- **TEXT SECTION**:
----------

And every other way is wrong
In a recent twitter thread I was ranting about a 5e Curse of Strahd game I was briefly part of. I'd noticed my fellow party members being entirely happy about following the laid out raidroad even if it made no sense for their characters to do so.
The gypsies had kidnapped us to the lands of Barovia, where we were told "yeah you can't leave until Strahd is defeated. You weren't the first ones we kidnapped and probably won't be the last. Also no we will not apologize for this violation of your freedom."
Instead of doing the logical (and Lawful) thing of killing these criminals for their crimes (past and future), the rest of the party said "Oh well, such things happen. Where did you say that vampire was?"
It was disconcerting to experience, because they did not seem to have any internal conflict about this, when really, they ought to, don't they? Even if they agree the vampire is bad and must be destroyed, their characters should at the very least be miffed about this, instead of taking it in stride.
This wasn't some in-character decision to be OK, but a player decision. They decided to live with the doublethink common to modern RPG players; you are free to do as you want! But we follow the railroad, because well, you have to, don't you?
I would've left it at this if not for an Tweeter (Exer? What's it called nowadays?) replying with the following two posts:
I have been playing since the 80s. Understanding that the GM has prepped a game is not the same as railroading. You can run a game, or you can play the game in front of you.
And
It is just called playing the game the GM prepped, and not trying to be difficult. They were going along with the person putting in the work.
Bingo! Bingo, I have the Soup Ailse bingo!

----------

- **WRITTEN TASK 1**:
In the post about the Curse of Strahd game, how long does the person who replied say they have been playing?
- **WRITTEN TASK 2**:
In the post about the Curse of Strahd game, list each thing the party was told after being taken to Barovia.
- **WRITTEN TASK 3**:
Carry the post about the Curse of Strahd game forward from its last line.

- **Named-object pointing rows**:
----------

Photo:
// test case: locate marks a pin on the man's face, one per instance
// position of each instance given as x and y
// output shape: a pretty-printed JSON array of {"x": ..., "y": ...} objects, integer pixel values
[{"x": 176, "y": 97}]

----------

- **RIGHT ANSWER 1**:
Since the 80s.

- **RIGHT ANSWER 2**:
- They can't leave until Strahd is defeated.
- They weren't the first ones kidnapped.
- They probably won't be the last.
- The kidnappers will not apologize for this violation of their freedom.

- **RIGHT ANSWER 3**:
Now the replies itself are of course the usual drivel. "I am claming seniority", "Join the getalong gang", "Appreciate the ref's performative self-sacrifice" and a side of schizopherenia about a prepped game not being the same as railroading while also telling you to just do what the preparation the ref did asks for.
At first I thought about just replying to this on Twitter, but then I thought: this might be a nice way to one again hammer home that just like there's a right way to play, there's a right way to ref a game.
God save us 415 words in and we're only just getting to the main bit
Now, I'd love to give this way of reffing some snappy title, but I'm sad to say that people have ruined this for everyone. The name for it /ought/ to have been Simulationist, but between GSM bullshittery and Simulationist generally being applied to autistically having rules for literally everything happening, applying it here would be a mistake since it would confuse people.
I don't know... Let's game it Causal reffing until someone in my (nonexistent) peanut gallery comes up with a better term.
So tell us Bosman, how does this work?
In the most reductive terms: we start out with an apriori world state. The players act (or inact) on that world state. You apply some method of logic to get to a new world state. Rince, repeat.
That tells us nothing, but that's all it is.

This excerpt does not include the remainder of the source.